====== READING PASSAGE ======

However, for US listed companies an increase in employees can have a negative impact on share price, which is one reason it may be more financially viable to outsource rather than inflate internal headcount.
It’s important for organisations to keep firmly in mind that it’s not possible to find individuals who are experts in all areas. I often see job adverts asking for someone who’s an expert in PPC, SEO, paid social, organic social, CRM, CRO and every other accompanying acronym, and think they must be dreaming.
The bottom line here is that to successfully in-house a business needs to have the right team of people on the ground, and this can be harder and more costly to accomplish than appointing an external agency.
Time is Money
There is a reason that many brands prefer to pay external agencies to manage their marketing, and that’s because they don’t have the time to do it in-house. Even if a company has employees who possess the expertise to competently deliver what an agency does, the chances are this isn’t the sole focus of their role. Therefore, before shifting any marketing in-house, brands need to ensure that team members have ditto the capacity of agency execs to deliver on the same objectives.
The consequence of bringing marketing in-house when there isn’t adequate resource to devote to it, means that not only will that particular marketing function suffer, but other areas the marketing team focus on such as pitching for new business, will also take a hit.
Staying Ahead of The Game
To recession-proof their business and stay ahead of the competition, it’s vital brands have the best-in-class media tactics and strategy. One of the benefits of using external agencies to manage marketing functions is that they have direct relationships with media owners and will always be up-to-speed with the latest developments.
When it comes to industry issues such as the deprecation of third-party cookies or Google’s latest changes, they will be able to advise on the best course of action and upskill the marketing team. They also tend to have a high turnover of staff, which can actually play in a brand’s favour, as fresh blood and eyes will help to keep a company’s marketing on track.
This is not to say that by owning their marketing in-house brands can’t take competitive advantage, but it will require having senior team members who absolutely understand how to translate a strategy into paid media.
There is no right or wrong when it comes to in-housing. A brand’s budget and internal capabilities will help determine whether moving marketing in-house is a realistic prospect or whether continuing to work with external agencies or employing a hybrid approach is its best bet. One thing’s for sure, in-housing is not a straightforward or low-cost option, although if executed correctly it can make significant savings for a business in the long-term.
While the imminent recession means saving money is top of mind for CMOs, it’s important they weigh up if in-housing is really worth the risk right now, or whether in the circumstances working with agencies that can deliver the best results for their business will ultimately keep them at the top of their game.

====== MATERIAL PROVIDED ======

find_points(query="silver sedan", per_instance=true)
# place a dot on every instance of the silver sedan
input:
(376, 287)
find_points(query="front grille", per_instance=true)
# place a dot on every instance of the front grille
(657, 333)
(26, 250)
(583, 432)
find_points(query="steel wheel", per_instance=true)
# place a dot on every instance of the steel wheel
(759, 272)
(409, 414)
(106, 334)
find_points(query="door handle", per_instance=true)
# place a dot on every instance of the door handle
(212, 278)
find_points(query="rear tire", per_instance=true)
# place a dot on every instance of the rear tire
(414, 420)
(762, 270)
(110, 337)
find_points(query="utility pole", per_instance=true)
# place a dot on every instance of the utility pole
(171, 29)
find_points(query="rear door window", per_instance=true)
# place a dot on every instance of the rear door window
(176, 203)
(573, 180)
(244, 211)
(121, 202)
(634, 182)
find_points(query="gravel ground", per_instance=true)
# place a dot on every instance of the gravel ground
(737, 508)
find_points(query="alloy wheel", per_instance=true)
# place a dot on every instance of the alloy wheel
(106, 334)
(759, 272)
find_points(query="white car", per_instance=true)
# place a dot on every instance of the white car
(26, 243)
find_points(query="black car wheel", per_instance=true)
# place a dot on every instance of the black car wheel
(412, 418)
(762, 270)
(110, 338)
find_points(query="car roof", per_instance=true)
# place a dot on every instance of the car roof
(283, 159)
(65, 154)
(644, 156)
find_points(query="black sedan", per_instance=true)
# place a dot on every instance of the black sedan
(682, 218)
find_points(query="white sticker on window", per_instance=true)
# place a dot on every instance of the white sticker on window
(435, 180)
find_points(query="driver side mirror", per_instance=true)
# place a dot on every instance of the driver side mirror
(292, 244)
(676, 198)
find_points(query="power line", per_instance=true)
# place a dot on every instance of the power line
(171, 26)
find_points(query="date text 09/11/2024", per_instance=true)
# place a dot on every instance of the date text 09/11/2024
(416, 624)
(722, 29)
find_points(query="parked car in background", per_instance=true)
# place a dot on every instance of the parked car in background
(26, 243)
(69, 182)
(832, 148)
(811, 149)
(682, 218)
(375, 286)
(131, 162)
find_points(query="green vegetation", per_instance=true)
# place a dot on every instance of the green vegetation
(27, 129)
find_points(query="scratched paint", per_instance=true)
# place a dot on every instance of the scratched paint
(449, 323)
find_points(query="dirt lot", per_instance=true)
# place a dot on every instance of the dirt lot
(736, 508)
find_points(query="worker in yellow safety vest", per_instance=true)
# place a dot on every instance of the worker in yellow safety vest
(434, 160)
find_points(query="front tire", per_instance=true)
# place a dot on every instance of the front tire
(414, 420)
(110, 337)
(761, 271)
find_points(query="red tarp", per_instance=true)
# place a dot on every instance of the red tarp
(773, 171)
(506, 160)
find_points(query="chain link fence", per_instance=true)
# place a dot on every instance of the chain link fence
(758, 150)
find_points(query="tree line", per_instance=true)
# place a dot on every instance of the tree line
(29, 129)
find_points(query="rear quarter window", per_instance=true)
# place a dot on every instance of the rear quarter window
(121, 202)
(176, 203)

======

THE TASKS —
A: In the in-housing article, copy the passage that starts at the words "When it comes to industry" and ends after the words "into paid media.".
B: According to the in-housing article, what effect can an increase in employees have on the share price of US listed companies?

ANSWERS TO EACH TASK —
A:
When it comes to industry issues such as the deprecation of third-party cookies or Google’s latest changes, they will be able to advise on the best course of action and upskill the marketing team. They also tend to have a high turnover of staff, which can actually play in a brand’s favour, as fresh blood and eyes will help to keep a company’s marketing on track.
This is not to say that by owning their marketing in-house brands can’t take competitive advantage, but it will require having senior team members who absolutely understand how to translate a strategy into paid media.

B: It can have a negative impact on share price.